# OpenRath: Session-Centered Runtime State for Agent Systems

> OpenRath introduces Session as a first-class runtime value for multi-agent systems, making state branchable, inspectable, and replayable.

- **Source:** [arXiv](https://arxiv.org/abs/2606.19409)
- **Published:** 2026-06-24
- **Permalink:** https://picx.dev/p/m23mUu
- **Whiteboard:** https://picx.dev/p/m23mUu/image

## Summary

## Summary (Overview)

- **Key contribution**: OpenRath introduces **Session** as a first-class runtime value for multi-agent systems, analogous to a tensor in PyTorch but for agent runtime state. The Session is branchable, inspectable, replayable, backend-aware, and composable, addressing the hidden-runtime-state problem where conversation chunks, tool effects, memory events, workspace placement, branch provenance, and replay evidence are fragmented across side channels.
- **Programming model**: A compact vocabulary of objects — Session, Sandbox, Tool, Agent, Memory, Workflow, and Selector — all follow the same `Session → Session` contract, making composition, forking, merging, handoff, and replay ordinary program operations rather than reconstructed states.
- **Backend-aware boundaries**: OpenRath separates runtime state from execution backends (local, OpenSandbox, MCP) and memory backends, so tool evidence, sandbox placement, and memory interactions become explicit session events.
- **Audit-first release**: The report maps all claims to evidence packets (lineage export, local sandbox, workflow transcript, focused tests, visual QA, claim ledger) and explicitly scopes broader benchmark, memory-quality, and live-provider claims to follow-on evaluation.

## Introduction and Theoretical Foundation

### Problem Statement
Modern agent systems suffer from fragmented runtime state. A long agent run — planning, forking branches, calling tools, editing files in sandboxes, recalling memory, compressing context — produces a correct final answer but leaves auditors unable to answer simple questions: *Which branch produced the result? Which tool modified which file? Which memory item was recalled? What evidence was removed during compression?* The state is scattered across controller code, tool logs, memory stores, workspace state, and provider traces.
== == ==
## [To-do item A]
From the OpenRath page, reproduce word for word the part that begins with the words containing "# OpenRath: Session-Centered" and ends with "## Summary (Overview)".

## [Records provided]
== == ==
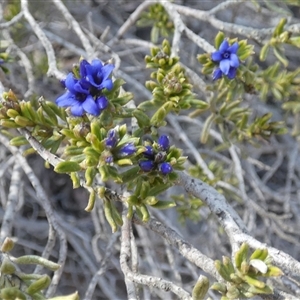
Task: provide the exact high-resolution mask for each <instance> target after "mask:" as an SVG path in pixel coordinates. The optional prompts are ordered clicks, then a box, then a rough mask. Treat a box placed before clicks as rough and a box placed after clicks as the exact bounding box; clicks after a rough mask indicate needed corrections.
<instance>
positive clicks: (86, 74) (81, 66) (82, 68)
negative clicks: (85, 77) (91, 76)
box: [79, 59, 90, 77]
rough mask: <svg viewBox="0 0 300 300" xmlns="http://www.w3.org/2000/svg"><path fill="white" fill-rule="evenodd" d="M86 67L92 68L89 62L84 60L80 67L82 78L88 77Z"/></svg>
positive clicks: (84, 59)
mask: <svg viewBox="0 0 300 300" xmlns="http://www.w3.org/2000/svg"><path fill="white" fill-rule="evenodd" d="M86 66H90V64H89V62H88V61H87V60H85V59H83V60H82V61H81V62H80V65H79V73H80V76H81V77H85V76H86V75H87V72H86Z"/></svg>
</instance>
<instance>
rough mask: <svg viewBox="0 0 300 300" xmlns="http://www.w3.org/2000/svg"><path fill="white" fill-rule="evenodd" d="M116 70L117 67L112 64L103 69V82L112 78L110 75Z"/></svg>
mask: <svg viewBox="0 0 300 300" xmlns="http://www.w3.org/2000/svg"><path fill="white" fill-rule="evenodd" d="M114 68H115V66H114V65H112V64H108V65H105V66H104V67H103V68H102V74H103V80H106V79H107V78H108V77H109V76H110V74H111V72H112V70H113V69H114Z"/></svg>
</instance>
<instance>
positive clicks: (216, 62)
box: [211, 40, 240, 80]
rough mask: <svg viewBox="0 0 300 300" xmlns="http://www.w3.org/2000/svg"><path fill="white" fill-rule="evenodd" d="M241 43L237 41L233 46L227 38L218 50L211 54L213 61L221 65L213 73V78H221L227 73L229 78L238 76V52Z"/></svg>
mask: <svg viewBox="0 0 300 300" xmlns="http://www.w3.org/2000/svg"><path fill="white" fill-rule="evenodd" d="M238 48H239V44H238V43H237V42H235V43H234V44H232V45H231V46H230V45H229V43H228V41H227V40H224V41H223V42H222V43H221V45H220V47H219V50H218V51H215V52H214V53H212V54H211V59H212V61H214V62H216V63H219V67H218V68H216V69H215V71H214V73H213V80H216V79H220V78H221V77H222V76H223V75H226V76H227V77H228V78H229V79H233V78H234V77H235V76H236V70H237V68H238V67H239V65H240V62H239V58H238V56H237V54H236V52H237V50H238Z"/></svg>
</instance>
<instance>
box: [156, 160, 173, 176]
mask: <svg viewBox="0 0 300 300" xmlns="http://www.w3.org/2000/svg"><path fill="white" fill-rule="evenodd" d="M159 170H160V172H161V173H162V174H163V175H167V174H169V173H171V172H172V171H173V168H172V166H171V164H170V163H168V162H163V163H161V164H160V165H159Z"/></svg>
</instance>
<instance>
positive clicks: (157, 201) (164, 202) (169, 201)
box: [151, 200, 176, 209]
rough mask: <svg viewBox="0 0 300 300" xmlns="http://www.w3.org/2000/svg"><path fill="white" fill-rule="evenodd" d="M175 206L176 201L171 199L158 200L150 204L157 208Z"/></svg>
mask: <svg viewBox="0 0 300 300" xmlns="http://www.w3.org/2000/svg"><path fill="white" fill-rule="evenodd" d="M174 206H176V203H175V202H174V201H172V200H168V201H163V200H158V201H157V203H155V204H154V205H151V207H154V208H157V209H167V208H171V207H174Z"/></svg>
== == ==
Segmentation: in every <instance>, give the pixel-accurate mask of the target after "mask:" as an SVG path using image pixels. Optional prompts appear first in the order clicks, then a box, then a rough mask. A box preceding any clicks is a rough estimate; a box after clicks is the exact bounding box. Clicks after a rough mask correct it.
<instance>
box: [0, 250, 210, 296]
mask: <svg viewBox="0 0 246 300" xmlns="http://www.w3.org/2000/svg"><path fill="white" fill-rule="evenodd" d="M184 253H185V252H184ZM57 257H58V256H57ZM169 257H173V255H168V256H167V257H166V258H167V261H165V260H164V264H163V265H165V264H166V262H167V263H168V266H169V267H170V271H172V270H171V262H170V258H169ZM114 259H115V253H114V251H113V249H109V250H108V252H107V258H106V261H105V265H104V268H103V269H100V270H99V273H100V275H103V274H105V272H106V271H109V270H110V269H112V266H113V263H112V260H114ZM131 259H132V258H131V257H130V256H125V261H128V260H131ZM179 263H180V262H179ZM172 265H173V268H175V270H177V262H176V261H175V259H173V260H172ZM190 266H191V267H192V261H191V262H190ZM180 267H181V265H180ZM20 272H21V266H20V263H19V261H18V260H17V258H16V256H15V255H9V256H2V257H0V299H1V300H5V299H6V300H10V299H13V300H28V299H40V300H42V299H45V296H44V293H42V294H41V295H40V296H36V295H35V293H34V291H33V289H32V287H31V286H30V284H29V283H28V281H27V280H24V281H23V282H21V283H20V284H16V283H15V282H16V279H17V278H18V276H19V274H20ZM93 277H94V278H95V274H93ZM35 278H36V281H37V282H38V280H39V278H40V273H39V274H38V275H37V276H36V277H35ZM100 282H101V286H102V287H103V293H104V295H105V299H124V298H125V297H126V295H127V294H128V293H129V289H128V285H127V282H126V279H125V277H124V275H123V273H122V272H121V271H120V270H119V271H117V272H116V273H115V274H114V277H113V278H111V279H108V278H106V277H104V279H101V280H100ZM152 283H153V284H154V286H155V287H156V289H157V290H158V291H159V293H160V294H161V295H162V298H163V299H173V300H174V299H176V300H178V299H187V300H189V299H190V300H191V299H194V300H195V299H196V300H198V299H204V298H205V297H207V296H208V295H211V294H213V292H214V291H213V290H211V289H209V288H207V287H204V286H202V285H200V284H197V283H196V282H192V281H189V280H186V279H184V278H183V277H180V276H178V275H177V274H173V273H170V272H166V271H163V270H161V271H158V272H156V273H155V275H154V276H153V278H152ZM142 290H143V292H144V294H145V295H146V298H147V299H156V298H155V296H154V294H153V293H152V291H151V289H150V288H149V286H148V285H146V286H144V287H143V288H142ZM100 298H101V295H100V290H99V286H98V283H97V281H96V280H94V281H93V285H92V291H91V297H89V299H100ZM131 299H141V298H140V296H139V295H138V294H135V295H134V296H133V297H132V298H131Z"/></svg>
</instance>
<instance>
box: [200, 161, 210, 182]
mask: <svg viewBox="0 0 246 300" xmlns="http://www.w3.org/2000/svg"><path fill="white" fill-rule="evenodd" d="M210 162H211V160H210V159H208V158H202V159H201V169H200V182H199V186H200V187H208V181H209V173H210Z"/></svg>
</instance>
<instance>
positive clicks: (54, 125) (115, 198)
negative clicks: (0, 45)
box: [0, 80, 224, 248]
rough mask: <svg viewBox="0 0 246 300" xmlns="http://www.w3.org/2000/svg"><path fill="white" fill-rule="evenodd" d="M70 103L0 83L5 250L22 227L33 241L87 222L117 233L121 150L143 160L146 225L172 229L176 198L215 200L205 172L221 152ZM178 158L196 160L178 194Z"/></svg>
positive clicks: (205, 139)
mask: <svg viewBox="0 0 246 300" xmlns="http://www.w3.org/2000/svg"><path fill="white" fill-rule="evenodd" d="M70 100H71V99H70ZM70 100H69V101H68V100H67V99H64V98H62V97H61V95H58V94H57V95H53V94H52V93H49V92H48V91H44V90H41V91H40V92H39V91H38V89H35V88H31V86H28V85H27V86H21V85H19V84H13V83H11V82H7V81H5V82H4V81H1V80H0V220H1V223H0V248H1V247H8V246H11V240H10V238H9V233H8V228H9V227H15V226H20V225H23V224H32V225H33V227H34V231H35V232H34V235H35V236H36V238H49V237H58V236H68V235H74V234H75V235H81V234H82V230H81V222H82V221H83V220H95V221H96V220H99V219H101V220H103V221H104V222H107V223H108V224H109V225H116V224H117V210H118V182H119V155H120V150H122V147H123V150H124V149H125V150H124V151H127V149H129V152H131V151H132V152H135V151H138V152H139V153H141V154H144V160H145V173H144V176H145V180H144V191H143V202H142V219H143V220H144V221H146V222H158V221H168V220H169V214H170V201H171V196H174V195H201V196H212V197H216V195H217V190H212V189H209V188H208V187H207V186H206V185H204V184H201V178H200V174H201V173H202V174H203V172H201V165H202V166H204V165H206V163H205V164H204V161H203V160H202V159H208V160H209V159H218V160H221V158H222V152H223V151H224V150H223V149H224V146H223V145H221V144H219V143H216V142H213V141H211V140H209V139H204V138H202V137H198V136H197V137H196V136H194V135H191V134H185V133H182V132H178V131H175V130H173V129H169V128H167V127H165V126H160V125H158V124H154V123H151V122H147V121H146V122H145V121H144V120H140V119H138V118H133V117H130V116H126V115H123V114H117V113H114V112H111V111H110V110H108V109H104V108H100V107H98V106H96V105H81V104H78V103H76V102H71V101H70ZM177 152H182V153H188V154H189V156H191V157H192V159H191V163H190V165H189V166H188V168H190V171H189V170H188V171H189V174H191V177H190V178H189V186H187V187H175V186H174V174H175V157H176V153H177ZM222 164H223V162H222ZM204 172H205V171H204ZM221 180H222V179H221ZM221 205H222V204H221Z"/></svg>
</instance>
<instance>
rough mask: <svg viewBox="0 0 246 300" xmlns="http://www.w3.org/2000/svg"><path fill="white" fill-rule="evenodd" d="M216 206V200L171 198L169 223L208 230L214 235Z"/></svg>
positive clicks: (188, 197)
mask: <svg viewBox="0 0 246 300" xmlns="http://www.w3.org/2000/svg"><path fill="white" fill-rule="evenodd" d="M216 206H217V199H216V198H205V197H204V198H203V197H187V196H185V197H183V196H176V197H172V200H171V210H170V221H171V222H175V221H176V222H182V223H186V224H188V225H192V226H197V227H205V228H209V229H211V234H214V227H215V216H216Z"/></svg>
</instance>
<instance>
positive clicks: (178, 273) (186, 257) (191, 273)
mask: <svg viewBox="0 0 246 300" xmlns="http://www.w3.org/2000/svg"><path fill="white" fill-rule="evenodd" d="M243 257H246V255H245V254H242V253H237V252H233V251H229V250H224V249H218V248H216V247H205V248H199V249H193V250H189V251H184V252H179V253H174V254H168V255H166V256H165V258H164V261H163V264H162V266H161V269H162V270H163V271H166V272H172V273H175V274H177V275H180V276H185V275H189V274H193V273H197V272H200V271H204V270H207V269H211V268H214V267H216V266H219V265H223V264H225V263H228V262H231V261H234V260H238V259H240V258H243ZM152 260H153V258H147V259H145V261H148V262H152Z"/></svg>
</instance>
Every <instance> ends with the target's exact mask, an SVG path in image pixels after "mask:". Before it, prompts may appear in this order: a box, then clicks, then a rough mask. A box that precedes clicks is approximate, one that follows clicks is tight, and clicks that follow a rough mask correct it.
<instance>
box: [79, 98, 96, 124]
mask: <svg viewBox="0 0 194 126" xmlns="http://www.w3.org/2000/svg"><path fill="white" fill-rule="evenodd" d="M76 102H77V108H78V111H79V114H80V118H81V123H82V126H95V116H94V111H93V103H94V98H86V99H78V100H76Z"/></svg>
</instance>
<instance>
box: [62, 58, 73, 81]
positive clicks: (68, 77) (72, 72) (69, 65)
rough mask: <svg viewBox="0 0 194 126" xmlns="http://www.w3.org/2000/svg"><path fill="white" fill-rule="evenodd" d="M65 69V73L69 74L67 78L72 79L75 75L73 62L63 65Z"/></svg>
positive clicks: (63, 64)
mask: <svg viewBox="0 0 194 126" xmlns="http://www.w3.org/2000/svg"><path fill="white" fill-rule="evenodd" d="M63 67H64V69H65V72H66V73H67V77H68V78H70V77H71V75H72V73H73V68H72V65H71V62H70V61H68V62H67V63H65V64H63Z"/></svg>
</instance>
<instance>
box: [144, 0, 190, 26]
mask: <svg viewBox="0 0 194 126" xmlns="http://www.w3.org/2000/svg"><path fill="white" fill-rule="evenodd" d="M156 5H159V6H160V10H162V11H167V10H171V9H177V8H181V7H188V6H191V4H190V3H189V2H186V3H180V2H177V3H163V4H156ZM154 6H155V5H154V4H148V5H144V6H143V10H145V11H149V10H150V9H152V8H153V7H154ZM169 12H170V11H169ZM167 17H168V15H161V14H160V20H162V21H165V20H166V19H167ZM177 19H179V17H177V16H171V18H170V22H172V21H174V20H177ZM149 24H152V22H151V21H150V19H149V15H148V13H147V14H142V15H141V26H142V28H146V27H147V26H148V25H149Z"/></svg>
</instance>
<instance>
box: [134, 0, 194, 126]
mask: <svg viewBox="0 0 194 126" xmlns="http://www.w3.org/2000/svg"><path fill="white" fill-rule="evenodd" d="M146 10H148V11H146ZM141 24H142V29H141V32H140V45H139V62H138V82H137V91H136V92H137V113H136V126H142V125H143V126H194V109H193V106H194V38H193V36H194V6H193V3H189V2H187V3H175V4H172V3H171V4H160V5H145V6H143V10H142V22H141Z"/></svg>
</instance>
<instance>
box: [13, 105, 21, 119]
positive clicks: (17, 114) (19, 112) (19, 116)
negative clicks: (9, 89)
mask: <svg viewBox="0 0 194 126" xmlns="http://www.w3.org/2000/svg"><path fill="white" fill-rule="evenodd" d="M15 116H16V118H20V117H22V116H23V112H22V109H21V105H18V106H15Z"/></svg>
== == ==
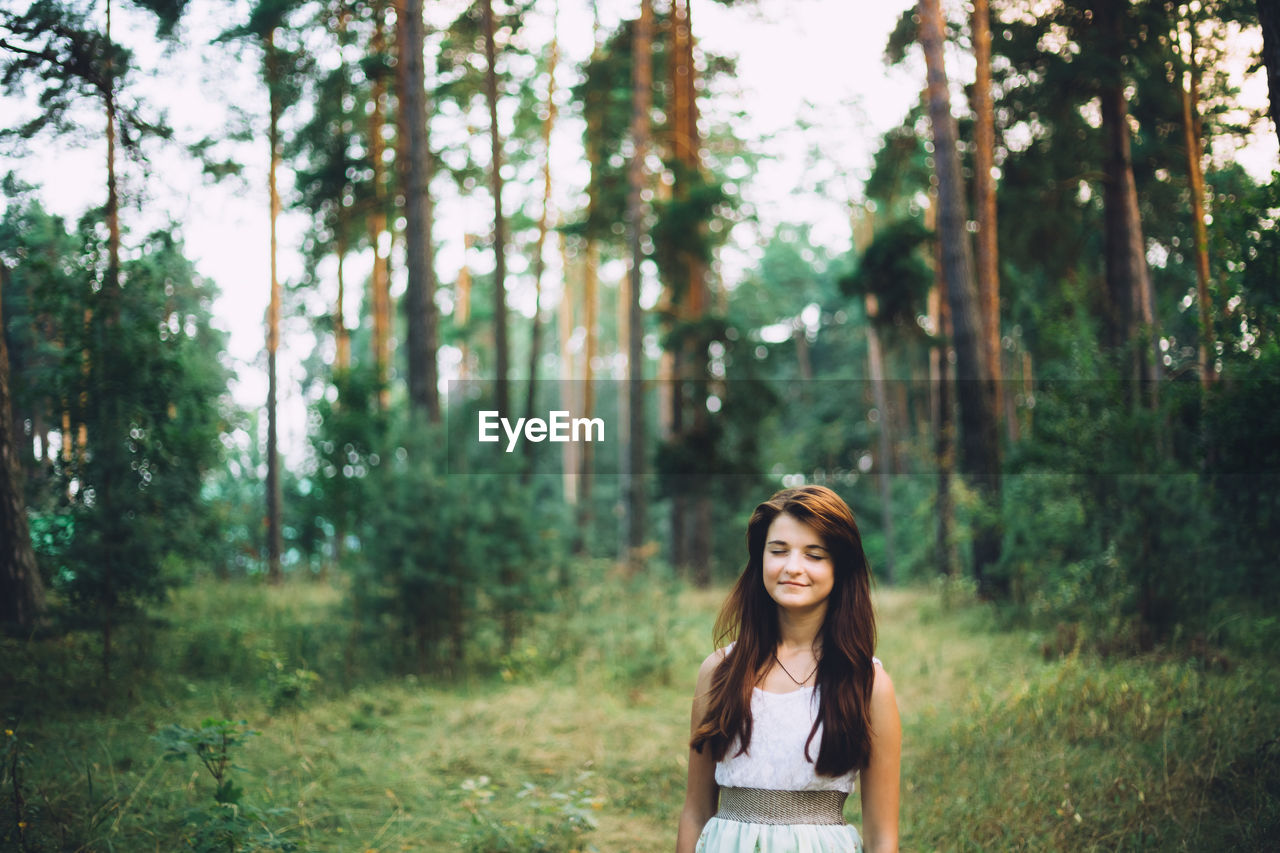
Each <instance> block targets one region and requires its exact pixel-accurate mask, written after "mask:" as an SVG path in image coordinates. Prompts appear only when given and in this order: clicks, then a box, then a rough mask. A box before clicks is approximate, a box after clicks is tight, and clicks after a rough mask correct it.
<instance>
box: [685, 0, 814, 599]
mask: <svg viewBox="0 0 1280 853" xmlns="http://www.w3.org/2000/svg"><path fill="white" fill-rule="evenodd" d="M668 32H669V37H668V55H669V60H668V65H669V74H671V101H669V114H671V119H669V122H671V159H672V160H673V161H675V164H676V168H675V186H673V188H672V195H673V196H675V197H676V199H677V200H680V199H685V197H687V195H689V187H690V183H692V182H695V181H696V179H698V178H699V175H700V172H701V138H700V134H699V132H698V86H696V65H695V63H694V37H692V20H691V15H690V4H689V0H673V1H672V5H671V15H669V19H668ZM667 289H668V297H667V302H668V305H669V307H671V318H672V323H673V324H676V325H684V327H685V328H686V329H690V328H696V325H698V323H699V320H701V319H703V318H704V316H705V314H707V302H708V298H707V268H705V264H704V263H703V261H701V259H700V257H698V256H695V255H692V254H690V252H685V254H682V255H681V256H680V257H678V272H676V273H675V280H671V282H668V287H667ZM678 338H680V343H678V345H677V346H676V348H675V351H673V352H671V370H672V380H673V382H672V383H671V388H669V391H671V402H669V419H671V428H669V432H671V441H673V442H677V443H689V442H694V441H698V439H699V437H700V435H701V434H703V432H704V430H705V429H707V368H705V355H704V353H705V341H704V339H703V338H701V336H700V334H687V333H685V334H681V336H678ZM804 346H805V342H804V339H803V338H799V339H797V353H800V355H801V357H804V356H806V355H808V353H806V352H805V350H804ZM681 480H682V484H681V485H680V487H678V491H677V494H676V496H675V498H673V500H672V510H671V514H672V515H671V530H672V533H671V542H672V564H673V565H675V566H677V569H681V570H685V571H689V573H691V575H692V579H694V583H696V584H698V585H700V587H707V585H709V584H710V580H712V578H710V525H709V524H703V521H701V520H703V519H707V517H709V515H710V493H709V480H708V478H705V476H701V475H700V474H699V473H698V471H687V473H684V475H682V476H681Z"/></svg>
== == ==
## [To-do item B]
Write out the lines of the rows unchanged, from the line containing "67L92 68L89 62L84" through the line containing "box: [211, 40, 240, 80]", including both of those lines and nothing else.

## [Response A]
# OpenRath: Session-Centered Runtime State for Agent Systems

> OpenRath introduces Session as a first-class runtime value for multi-agent systems, making state branchable, inspectable, and replayable.

- **Source:** [arXiv](https://arxiv.org/abs/2606.19409)
- **Published:** 2026-06-24
- **Permalink:** https://picx.dev/p/m23mUu
- **Whiteboard:** https://picx.dev/p/m23mUu/image

## Summary

## Summary (Overview)

## [Response B]
rough mask: <svg viewBox="0 0 300 300" xmlns="http://www.w3.org/2000/svg"><path fill="white" fill-rule="evenodd" d="M86 67L92 68L89 62L84 60L80 67L82 78L88 77Z"/></svg>
positive clicks: (84, 59)
mask: <svg viewBox="0 0 300 300" xmlns="http://www.w3.org/2000/svg"><path fill="white" fill-rule="evenodd" d="M86 66H90V64H89V62H88V61H87V60H85V59H83V60H82V61H81V62H80V65H79V73H80V76H81V77H85V76H86V75H87V72H86Z"/></svg>
</instance>
<instance>
rough mask: <svg viewBox="0 0 300 300" xmlns="http://www.w3.org/2000/svg"><path fill="white" fill-rule="evenodd" d="M116 70L117 67L112 64L103 69V82L112 78L110 75Z"/></svg>
mask: <svg viewBox="0 0 300 300" xmlns="http://www.w3.org/2000/svg"><path fill="white" fill-rule="evenodd" d="M114 68H115V66H114V65H112V64H108V65H105V66H104V67H103V68H102V74H103V80H106V79H107V78H108V77H109V76H110V74H111V72H112V70H113V69H114Z"/></svg>
</instance>
<instance>
positive clicks: (216, 62)
box: [211, 40, 240, 80]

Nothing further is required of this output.